In the case of "Spock's Brain," the shifted dissolve was because the original episode also dissolved into a VFX shot. If the new dissolve hadn't been shifted, the original dissolve would have been visible even as the new dissolve occurred, creating an overlap of three shots. If the raw footage still existed, the TOS-R crew might have kept the dissolve in the exact same place. Ergo, the raw footage must be unavailable (or tracking it down was too much effort for the TOS-R project).

This is one of my problems with the CGI too, those earlier fades, largely because they then mess up the music cues. If you fade from a planet scene to the CGI Enterprise the 'look it's the Enterprise!' music you'd usually hear will always sound late.

Watched a few TOS episodes on blu-ray recently and I've gone back to the original effects. The CGI was nice at first, but it's not aging well and unfortunately many episodes that really need it don't look all that good at all.
 
If I was given that job my first priority would be to duplicate all of the most common stock shots of the Enterprise so that you'd have the bulk of the series VFX work done right at the top, so if it happened that time and budget didn't allow a new shot to be created you'd always have the equivalent of the original as a fallback.

That's all that needed to be done. I don't understand why the library shots were not precisely duplicated for TOS-R.

Compare what they did here to the slavish attitude they had on TNG-R.

Neil
 
Okuda really did bring in the B team with the ship shots. The ship is too dark and has really cheap looking plating textures on it. All the color has been drained out of it. It's like they couldn't go and look at the actual color of the model. Same with the Klingon ship which is teal and purple, not the same dull, dark gray. The Tholians, as well, are scrubbed of the colors used on the models that reflected the colors of the interior sets.

The star fields were reduced to the kind of tiny dots you see in TNG instead of the multicolor globes from TOS. The camera movements are really terrible. In many cases the camera and ship and both moving in ways that are confusing or cancel eachother out, like when the ship stops in Tomorrow is Yesterday. The planets are turned into boring earth type worlds. Composition is thrown out the window. Ragging on Troyius somemore, what the hell is going on with this shot. Why is half the ship off the screen and the bottom half of the shot empty? Who approved this?

### Pointing records
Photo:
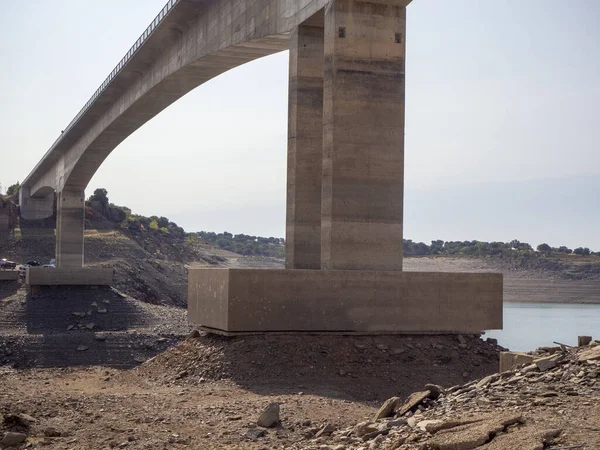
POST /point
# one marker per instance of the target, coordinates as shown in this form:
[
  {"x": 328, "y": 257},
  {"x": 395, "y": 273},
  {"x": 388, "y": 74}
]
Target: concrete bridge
[{"x": 345, "y": 161}]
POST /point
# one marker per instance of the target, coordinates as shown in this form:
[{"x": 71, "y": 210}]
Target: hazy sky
[{"x": 500, "y": 93}]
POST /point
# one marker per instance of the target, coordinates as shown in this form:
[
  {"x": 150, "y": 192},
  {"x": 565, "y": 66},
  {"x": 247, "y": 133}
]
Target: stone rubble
[{"x": 482, "y": 414}]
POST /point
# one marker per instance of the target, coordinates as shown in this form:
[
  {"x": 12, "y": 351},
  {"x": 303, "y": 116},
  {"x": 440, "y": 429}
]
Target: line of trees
[
  {"x": 480, "y": 248},
  {"x": 245, "y": 244}
]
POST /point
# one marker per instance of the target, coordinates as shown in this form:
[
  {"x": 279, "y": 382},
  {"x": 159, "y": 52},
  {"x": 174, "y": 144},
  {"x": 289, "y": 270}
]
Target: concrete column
[
  {"x": 363, "y": 135},
  {"x": 305, "y": 149},
  {"x": 70, "y": 220}
]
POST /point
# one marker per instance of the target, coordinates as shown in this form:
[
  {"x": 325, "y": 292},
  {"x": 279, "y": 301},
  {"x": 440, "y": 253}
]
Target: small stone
[
  {"x": 325, "y": 431},
  {"x": 413, "y": 401},
  {"x": 422, "y": 425},
  {"x": 387, "y": 409},
  {"x": 436, "y": 390},
  {"x": 194, "y": 334},
  {"x": 270, "y": 416},
  {"x": 530, "y": 368},
  {"x": 12, "y": 439},
  {"x": 547, "y": 363},
  {"x": 255, "y": 433},
  {"x": 51, "y": 432}
]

### Exercise
From the discussion of the remastered effects, copy the passage from "That's all that" to "had on TNG-R." word for word.

### Correct output
That's all that needed to be done. I don't understand why the library shots were not precisely duplicated for TOS-R.

Compare what they did here to the slavish attitude they had on TNG-R.